Reproduce the passage on IBM's transformation and USAID word for word, starting at "USAID is in" and ending at "of fundamental change.".

:: DOCUMENT SEGMENT ::
------------------------------
To become a fully integrated e-business, IBM had to break down organizational barriers inside the company, rebuild itself to adapt to continuous change, and leverage simplified and integrated business processes to become a leaner, smarter, more market responsive enterprise. The most important lesson of IBM's transformation, particularly for USAID and government agencies, was the necessity of breaking down walls between operating units. "Stovepipes" are ubiquitous in government, and they are the single greatest barrier to successful transformation in the public sector.

USAID is in some ways a microcosm of the old IBM. It is an enterprise of worldwide scope, but with obsolete, redundant, and incompatible processes and systems in different locations around the world. Its management environment is rife with stovepipes and turf sensitivities. It has a history of questionable investments and results; its viability as an enterprise has been questioned. Like the old "Big Blue," USAID has noble aspirations, a proud legacy of success, and a deep reservoir of good will - intangibles that can unite employees, customers and stakeholders in support of fundamental change.

Just as IBM updated the Selectric typewriter with the Thinkpad laptop, USAID can retool to become a world class 21st Century development and humanitarian assistance organization. Mr. Chairman, I pledge to you that, if confirmed, I will endeavor diligently to meet this challenge.
------------------------------
:: GIVEN ENTRIES ::
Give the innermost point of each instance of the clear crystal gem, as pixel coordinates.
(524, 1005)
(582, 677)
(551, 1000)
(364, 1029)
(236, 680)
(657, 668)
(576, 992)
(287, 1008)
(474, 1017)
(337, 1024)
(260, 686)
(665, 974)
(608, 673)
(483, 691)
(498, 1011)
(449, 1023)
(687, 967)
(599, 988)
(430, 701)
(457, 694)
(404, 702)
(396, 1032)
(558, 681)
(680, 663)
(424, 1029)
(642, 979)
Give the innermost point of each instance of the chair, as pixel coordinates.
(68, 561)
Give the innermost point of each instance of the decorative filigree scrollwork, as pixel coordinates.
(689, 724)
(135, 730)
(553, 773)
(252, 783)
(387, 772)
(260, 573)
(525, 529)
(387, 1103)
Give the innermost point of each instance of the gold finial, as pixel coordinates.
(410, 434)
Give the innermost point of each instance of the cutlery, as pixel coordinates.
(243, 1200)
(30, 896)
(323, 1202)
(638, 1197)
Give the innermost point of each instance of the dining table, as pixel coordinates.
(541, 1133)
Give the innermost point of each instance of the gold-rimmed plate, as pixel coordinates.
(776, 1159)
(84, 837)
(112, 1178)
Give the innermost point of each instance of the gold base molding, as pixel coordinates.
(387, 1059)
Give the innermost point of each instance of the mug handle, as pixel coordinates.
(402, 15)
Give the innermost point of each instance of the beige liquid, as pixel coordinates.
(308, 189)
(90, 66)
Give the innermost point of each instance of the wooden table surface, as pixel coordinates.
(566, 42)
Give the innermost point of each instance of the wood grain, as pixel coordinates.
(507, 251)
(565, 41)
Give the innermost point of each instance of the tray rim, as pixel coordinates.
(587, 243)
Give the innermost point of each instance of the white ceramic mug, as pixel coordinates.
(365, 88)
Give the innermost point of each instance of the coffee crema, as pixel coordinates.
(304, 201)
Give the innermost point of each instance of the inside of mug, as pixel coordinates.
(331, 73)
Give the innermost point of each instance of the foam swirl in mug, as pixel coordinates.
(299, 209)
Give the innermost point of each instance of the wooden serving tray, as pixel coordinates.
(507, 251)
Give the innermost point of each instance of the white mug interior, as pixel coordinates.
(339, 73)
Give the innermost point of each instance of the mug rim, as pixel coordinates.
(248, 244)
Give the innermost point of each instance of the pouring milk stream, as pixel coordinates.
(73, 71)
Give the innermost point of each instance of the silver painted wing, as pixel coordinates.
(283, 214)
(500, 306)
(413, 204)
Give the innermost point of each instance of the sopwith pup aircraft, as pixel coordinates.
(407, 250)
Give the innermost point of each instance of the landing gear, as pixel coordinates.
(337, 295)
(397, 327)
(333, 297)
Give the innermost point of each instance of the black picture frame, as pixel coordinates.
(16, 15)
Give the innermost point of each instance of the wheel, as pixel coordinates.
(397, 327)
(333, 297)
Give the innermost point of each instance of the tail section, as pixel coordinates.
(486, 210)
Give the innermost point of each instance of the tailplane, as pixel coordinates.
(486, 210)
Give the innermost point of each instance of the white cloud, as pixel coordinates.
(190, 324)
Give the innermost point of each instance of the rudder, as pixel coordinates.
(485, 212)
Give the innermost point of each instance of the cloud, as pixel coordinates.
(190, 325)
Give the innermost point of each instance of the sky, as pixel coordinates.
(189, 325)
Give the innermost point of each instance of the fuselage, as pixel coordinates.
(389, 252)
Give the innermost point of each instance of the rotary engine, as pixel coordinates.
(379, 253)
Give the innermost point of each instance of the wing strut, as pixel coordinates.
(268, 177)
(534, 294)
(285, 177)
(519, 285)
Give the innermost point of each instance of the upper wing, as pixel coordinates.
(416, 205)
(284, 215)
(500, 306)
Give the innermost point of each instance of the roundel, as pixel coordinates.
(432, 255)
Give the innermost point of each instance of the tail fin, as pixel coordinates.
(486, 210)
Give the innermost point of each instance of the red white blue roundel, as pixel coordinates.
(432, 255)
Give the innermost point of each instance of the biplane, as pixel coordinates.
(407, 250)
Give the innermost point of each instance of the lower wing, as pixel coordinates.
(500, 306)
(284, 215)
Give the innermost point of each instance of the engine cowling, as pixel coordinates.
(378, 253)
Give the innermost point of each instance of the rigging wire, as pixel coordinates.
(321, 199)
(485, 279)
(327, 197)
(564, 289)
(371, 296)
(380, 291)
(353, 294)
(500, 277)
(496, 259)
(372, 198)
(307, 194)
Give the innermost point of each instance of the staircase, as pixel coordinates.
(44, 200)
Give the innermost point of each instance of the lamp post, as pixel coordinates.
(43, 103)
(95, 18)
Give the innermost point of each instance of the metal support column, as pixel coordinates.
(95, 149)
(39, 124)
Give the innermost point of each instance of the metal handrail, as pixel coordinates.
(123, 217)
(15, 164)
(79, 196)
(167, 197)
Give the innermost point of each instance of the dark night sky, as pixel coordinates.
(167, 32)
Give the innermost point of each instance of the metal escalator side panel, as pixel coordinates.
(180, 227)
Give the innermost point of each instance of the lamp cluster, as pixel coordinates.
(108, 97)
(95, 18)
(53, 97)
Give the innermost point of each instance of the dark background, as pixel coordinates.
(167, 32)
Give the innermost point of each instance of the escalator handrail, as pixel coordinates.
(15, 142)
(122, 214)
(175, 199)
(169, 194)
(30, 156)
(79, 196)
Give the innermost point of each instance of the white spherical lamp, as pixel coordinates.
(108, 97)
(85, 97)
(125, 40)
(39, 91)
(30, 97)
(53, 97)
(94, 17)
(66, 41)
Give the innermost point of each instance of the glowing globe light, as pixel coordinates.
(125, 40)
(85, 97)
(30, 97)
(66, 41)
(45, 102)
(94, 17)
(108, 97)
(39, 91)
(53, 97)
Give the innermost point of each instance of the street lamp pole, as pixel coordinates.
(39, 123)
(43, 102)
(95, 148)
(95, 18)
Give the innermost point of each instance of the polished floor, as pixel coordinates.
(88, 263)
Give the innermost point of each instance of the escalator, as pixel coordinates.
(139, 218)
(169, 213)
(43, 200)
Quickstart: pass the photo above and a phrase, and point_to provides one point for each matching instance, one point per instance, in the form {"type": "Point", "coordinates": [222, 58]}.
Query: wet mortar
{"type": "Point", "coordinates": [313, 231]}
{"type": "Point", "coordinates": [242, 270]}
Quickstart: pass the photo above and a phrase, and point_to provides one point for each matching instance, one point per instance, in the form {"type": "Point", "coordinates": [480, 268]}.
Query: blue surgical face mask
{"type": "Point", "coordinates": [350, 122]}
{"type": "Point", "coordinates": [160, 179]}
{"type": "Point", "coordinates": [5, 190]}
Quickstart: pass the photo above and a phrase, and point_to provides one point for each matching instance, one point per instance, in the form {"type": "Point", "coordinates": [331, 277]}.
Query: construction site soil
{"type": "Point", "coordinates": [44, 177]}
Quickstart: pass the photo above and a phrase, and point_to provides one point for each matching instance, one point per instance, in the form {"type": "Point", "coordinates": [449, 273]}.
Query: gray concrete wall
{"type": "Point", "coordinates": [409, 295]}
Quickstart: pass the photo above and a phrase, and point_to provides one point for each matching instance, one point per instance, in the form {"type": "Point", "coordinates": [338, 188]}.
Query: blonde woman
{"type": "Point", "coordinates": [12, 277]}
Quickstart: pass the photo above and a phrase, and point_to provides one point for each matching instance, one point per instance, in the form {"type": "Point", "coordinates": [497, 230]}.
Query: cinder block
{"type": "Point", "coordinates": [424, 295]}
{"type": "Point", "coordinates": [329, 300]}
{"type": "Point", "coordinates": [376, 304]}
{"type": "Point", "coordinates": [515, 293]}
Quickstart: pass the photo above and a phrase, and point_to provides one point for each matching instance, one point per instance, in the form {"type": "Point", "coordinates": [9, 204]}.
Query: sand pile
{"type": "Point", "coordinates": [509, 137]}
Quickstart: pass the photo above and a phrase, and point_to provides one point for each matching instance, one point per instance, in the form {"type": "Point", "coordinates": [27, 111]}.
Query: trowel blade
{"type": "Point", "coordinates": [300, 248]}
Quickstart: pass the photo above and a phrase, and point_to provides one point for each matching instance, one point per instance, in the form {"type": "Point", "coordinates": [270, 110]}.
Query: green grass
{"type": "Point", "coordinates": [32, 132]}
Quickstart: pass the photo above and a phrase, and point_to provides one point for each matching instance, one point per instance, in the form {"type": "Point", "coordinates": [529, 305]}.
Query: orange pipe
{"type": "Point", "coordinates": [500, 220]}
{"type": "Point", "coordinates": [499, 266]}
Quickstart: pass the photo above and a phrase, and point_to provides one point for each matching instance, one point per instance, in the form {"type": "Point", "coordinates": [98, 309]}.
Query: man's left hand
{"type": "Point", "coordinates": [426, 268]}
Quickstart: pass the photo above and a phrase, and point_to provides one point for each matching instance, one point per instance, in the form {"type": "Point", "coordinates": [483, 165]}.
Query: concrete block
------------------------------
:: REPLY TO THE EXERCISE ::
USAID is in some ways a microcosm of the old IBM. It is an enterprise of worldwide scope, but with obsolete, redundant, and incompatible processes and systems in different locations around the world. Its management environment is rife with stovepipes and turf sensitivities. It has a history of questionable investments and results; its viability as an enterprise has been questioned. Like the old "Big Blue," USAID has noble aspirations, a proud legacy of success, and a deep reservoir of good will - intangibles that can unite employees, customers and stakeholders in support of fundamental change.